TASK BRIEF. Extend the text on small cell deployments by Indian telecom operators, picking up after its final sentence.

TEXT BLOCK.
*** Block opens ***

Meanwhile, Samsung Networks is undertaking large-scale deployment of small cells for Jio to improve indoor coverage. The move is aimed at increasing Jio’s network coverage to 99 per cent. Interestingly, in 2014, Reliance Jio acquired stake in Airspan and in June 2014 Oommen joined the latter’s board of directors. Subsequently, in 2018, it acquired Radisys to ensure the continuity of software support for Airspan. These strategic acquisitions allowed the telco more control over its deployments and plan for long-term technology and infrastructure enhancements.
Bharti Airtel and Vodafone Idea are also focusing on enhancing indoor coverage and network quality through small cell deployments. As of February 2019, Vodafone Idea has deployed over 4,000 massive MIMO small cells and time division duplex (TDD) sites across Delhi NCR and plans to increase it further in the future.
A major challenge at the moment is that in the run-up to 5G, the industry risks ignoring 4G, which is still a predominant technology in the country. 4G is a much more mature technology with significant headroom for growth and advancement. While the commercial launch of 5G may be nearing, the initial roll-out will be in select pockets and scaling up across the country will take a few more years. Therefore, it can be reasonably assumed that in the medium term 4G will continue to play an integral role in India. To this end, compromising on 4G small cell innovations ,and research and development investments will not be a prudent step.

*** Block closes ***

INFORMATION PROVIDED.
*** Block opens ***

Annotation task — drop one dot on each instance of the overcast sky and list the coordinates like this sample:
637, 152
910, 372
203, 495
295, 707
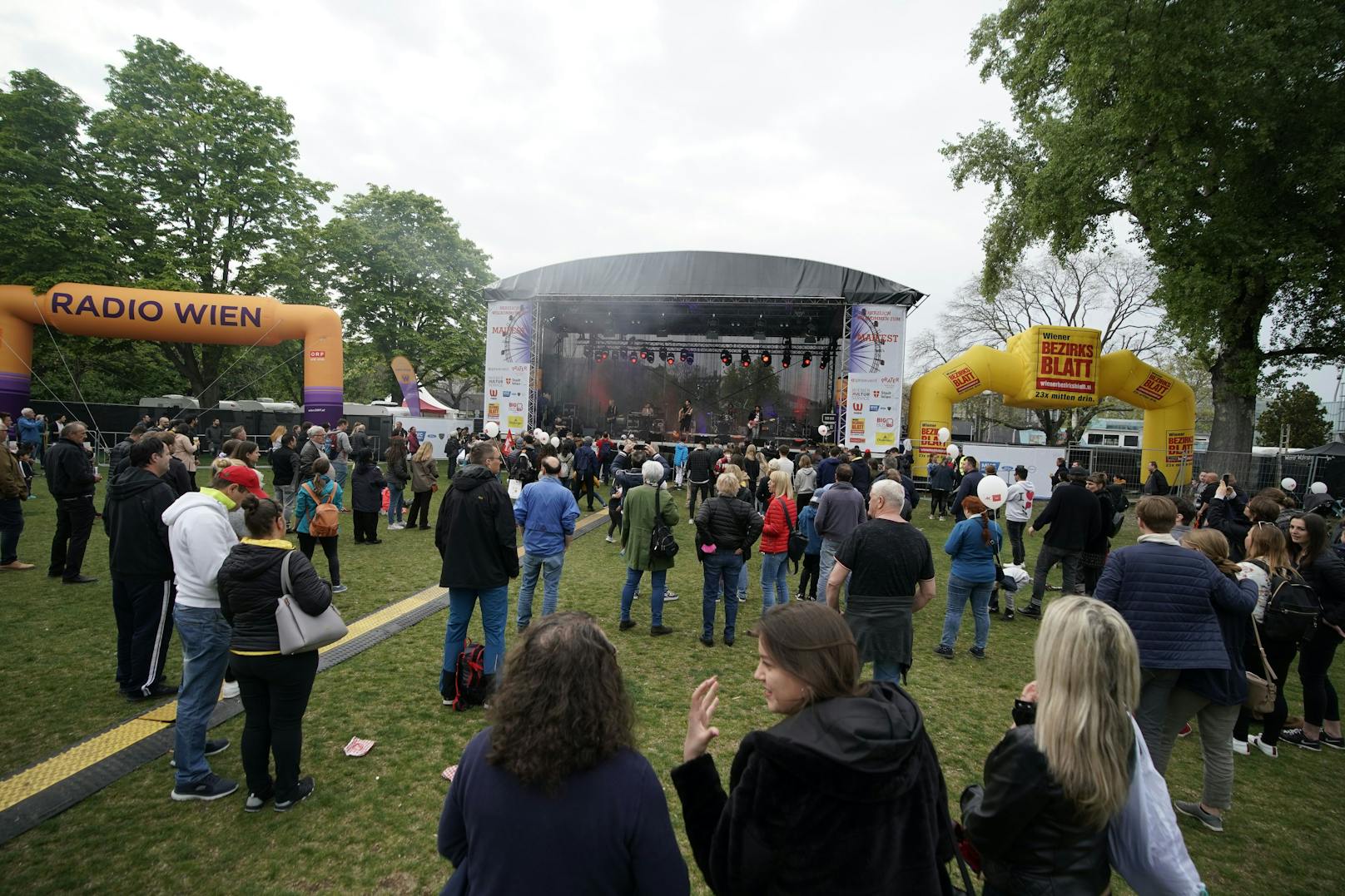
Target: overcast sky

*** Block closes ***

REPLY TO THE EXERCISE.
Another challenge is the reluctance of the government to provide access to street furniture for the deployment of small cells. The lengthy and cumbersome authorisation processes and exorbitant fees charged by landowners for granting site access are major barriers. Further, the lack of shared investment models increases the financial burden on telcos, which are already struggling with poor financials. The issue of backhaul will also need to be resolved, which can either happen through an extensive fibre network or by the tried-and-tested micro and mmWave solutions.
The way forward
Going forward, considering the volume of small cells that are required to be deployed, it is crucial to develop a working neutral-host model wherein resources are shared by multiple telecom operators. Further, there needs to be a deliberation on shared small cell investment models in order to restructure the cost burden of telcos. Educating landowners to look beyond short-term gains in the form of rent and fees, and adopt a longer-term holistic view of accruing benefits will help streamline site acquisition.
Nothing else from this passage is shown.